-- What you will do --
Would you write out the material below line for line, with no changes at all?

-- Working data --
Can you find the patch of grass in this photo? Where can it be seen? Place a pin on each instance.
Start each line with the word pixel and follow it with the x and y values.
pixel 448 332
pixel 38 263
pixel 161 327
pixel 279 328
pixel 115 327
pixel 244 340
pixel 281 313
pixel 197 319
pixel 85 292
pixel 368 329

-- Exercise solution --
Can you find the patch of grass in this photo? Where can it be seen? Place a pin on each instance.
Start each line with the word pixel and follow it with the x and y values.
pixel 448 332
pixel 38 263
pixel 161 327
pixel 279 328
pixel 115 327
pixel 244 340
pixel 281 313
pixel 197 319
pixel 85 292
pixel 368 329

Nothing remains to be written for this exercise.